Copy every line from the start of the records up to and including the line with "point(29, 222)", and shift each answer point by adding 59 to both of its coordinates. All other text, including the sample point given in each line's wording, stays unchanged.

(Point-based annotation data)
------------------------

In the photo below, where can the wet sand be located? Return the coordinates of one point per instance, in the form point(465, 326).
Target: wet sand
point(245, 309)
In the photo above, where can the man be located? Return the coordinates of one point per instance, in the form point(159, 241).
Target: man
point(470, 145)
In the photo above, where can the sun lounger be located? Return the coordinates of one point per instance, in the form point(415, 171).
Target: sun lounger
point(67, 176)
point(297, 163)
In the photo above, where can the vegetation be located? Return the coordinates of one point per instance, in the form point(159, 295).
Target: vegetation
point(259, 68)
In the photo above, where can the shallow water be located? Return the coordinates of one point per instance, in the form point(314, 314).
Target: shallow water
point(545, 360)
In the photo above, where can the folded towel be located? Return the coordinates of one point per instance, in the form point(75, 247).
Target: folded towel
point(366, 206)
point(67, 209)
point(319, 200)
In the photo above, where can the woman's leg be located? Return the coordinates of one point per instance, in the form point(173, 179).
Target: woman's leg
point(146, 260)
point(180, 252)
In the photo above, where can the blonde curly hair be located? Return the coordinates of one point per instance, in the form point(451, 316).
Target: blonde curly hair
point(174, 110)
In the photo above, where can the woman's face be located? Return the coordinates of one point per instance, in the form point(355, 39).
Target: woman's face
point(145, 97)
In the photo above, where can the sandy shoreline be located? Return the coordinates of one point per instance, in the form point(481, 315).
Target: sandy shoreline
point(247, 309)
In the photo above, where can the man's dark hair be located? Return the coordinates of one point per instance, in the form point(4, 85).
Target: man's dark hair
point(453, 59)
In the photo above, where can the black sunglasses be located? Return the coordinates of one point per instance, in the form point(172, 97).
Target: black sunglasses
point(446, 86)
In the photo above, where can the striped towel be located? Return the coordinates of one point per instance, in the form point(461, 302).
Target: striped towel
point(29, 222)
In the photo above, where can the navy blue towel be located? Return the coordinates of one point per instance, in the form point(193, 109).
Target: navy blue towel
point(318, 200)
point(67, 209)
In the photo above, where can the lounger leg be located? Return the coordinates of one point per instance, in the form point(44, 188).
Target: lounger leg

------------------------

Written answer:
In the photo below, where can the wet sand be located? Return the coordinates of one point per instance, in the form point(465, 326).
Target: wet sand
point(304, 368)
In the photo above, where can the man be located? Return the coordinates of one point per instance, in the form point(159, 241).
Target: man
point(529, 204)
In the photo above, where can the sun lounger be located? Return the coordinates of one point per instance, in the form point(415, 171).
Target: sun lounger
point(126, 235)
point(356, 222)
In the photo above, where can the vegetation be located? Return the coordinates of one point per instance, in the form point(159, 295).
Target: vegetation
point(318, 127)
In the photo above, where can the shallow water be located? Return the coordinates of one point per instance, in the form point(314, 314).
Target: shallow water
point(604, 419)
In the photo above, where can the folded towel be located? Return the coordinates of one point per instance, in the form point(75, 247).
Target: folded towel
point(425, 265)
point(126, 268)
point(378, 259)
In the photo above, where can the woman's leg be located? Return the coordinates of one point per instance, in the form point(173, 179).
Target: woman's leg
point(205, 319)
point(239, 311)
In the photo above, where can the blonde curly hair be located? Return the coordinates of one point per instance, in the form point(451, 316).
Target: blonde curly hair
point(233, 169)
In the photo above, where can the woman's face be located? Return the coordinates of one point per instance, in the form point(355, 39).
Target: woman's face
point(204, 156)
In the photo above, where can the sandy shoreline be located? Return the coordinates of one point per instance, in the form point(481, 315).
Target: sandy shoreline
point(306, 368)
In the photo above, where can the man's dark hair be located? Return the coordinates of one point per instance, in the form point(4, 85).
Target: man's dark hair
point(512, 118)
In the photo above, where can the black sunglasses be located? Return the coordinates of one point per instance, in the form point(172, 97).
Target: black sunglasses
point(505, 145)
In the photo above, where can the striped towel be located? Return the coordinates of one point per instance, in the form point(461, 302).
Target: striped towel
point(88, 281)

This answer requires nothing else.